WHAT TO PRODUCE: In the Easter shipboard text, where is the night baker going after this patrol?

READING TEXT:
::::::::::
Underway Easter

[from the stabenow.com vaults, 2007]

April 8

It’s Easter, it’s Sunday, stand down and take a breath, Munro.

We were up late last night. Sunrise service got switched to sunset service, no pipes that weren’t absolutely necessary this morning, and a lot of us slept in. When I finally woke up, I slathered myself all over with sunblock and went and vegged on the foredeck. Bliss.

FA Eason Spinelli and his dishpan hands

This afternoon I went down to the mess deck. FS3 Matthew Dulemba is scrubbing the grill, FA Eason Spinelli is scrubbing pots, SN Shane Williams is dishing out the cranberries, FS2 Lee Schob and FS2 Moy Castillo are going over next week’s menu, and night baker FS2 Nickie Steele is giving the dough for dinner rolls a contemplative frown. After this patrol she is going to an 87 in Kauai. She’s looking forward to being the boss of her own galley, and to feeding a smaller crew.

FS2 Lee Schob and FS2 Moy Castillo go over the menu

The shipboard menu begins with Moy, who is our storekeeper. He tells the senior food service officer what we have in dry stores, in the refer and in the freezer. They come back with a menu signed off by the FSO, the XO and the Captain, and then he sits down with the mess cooks and together they figure out how many bags, boxes and cans they need of what on which day. Moy is the lucky man who hauls everything up, but it doesn’t seem to diminish his interest in food. He admits to tinkering. He points at the menu. “Here we have tater tots with fried cod. What kind of potatoes would you want with fried fish?” French fries? “Right.” He and Nickie confer over how to make French bread more, well, French. So he cooks, too?” “Oh yeah,” he says, waving a hand at the galley. “I’ve done all those jobs.”
::::::::::
INFORMATION GIVEN:

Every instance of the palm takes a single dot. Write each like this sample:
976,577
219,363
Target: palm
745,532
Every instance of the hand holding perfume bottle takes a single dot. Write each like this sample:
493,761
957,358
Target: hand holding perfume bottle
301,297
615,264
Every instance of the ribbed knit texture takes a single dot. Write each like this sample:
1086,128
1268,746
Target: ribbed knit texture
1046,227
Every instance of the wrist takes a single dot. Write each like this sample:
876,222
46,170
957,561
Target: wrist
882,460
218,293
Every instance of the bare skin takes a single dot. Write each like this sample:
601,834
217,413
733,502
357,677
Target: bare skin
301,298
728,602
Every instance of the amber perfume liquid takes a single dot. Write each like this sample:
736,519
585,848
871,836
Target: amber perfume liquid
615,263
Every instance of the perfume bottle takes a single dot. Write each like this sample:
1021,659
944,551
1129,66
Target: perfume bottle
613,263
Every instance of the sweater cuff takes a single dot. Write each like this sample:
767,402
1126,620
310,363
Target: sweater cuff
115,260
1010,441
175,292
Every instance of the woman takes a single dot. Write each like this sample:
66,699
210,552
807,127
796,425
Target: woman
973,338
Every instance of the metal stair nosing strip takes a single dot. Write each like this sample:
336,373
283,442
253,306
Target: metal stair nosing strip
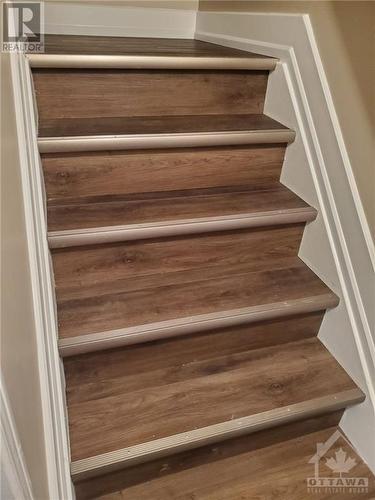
193,324
113,234
133,455
82,61
71,144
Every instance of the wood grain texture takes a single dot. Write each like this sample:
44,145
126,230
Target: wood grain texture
267,465
107,45
176,206
71,176
202,393
118,125
78,271
107,93
155,363
159,298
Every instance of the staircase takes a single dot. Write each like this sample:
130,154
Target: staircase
187,323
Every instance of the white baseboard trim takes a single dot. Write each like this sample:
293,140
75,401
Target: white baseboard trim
67,18
330,181
13,467
50,375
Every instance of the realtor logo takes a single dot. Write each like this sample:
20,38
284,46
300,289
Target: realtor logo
340,463
23,26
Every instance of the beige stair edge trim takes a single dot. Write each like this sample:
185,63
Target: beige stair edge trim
112,234
80,61
183,326
195,438
157,141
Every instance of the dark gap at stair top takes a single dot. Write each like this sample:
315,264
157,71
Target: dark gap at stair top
116,210
118,125
132,46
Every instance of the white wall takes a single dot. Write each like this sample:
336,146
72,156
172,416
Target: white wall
19,361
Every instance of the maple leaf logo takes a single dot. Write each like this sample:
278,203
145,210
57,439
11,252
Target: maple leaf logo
341,464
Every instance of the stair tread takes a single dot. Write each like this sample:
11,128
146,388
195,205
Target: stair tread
111,305
178,206
133,125
265,466
106,45
176,399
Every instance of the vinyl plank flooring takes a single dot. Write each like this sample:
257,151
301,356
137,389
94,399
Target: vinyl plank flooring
75,176
102,93
166,361
256,471
106,45
179,259
201,394
117,125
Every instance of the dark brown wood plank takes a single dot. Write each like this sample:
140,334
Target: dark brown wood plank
80,270
155,125
175,206
149,300
272,464
160,362
97,94
201,394
113,173
107,45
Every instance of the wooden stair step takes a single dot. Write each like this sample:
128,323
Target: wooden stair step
126,218
101,93
133,125
171,304
148,415
116,133
275,463
70,178
80,269
144,52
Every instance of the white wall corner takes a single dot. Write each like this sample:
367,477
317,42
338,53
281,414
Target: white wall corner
15,480
337,246
118,20
50,376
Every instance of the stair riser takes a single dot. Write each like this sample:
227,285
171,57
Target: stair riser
141,474
75,177
146,363
110,93
149,263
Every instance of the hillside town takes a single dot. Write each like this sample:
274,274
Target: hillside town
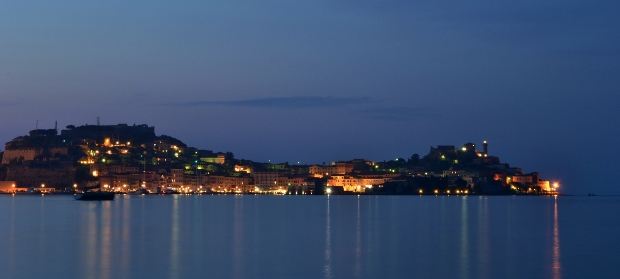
132,159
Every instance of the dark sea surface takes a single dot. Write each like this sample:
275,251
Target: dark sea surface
310,237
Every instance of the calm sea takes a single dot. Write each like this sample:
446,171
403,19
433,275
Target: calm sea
310,237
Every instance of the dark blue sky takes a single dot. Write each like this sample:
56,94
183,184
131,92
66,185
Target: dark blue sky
319,81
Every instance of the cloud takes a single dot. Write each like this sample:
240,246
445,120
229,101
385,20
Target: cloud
284,102
399,113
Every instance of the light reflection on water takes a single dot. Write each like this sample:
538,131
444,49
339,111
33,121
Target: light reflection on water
309,237
557,266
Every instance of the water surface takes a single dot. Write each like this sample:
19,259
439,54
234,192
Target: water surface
310,237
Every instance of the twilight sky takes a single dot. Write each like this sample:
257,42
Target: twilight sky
320,81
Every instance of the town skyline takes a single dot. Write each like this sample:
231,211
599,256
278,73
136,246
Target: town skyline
321,81
133,159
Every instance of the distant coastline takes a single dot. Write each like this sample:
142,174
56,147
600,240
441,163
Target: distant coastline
128,158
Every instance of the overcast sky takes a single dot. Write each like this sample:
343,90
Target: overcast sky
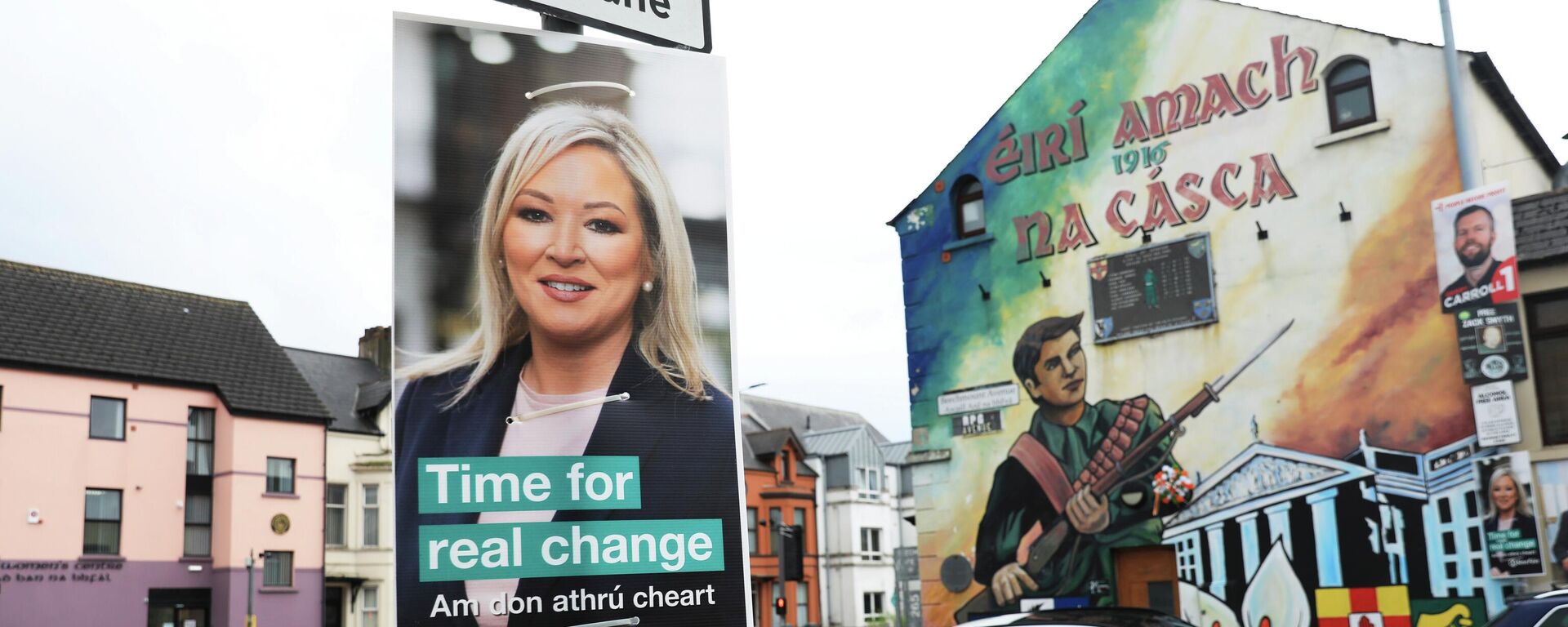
243,151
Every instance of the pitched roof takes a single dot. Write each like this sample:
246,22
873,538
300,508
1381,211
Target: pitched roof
347,386
838,441
748,456
767,444
804,419
1542,226
112,328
::::::::::
EXERCISE ANSWER: To an 87 in Kauai.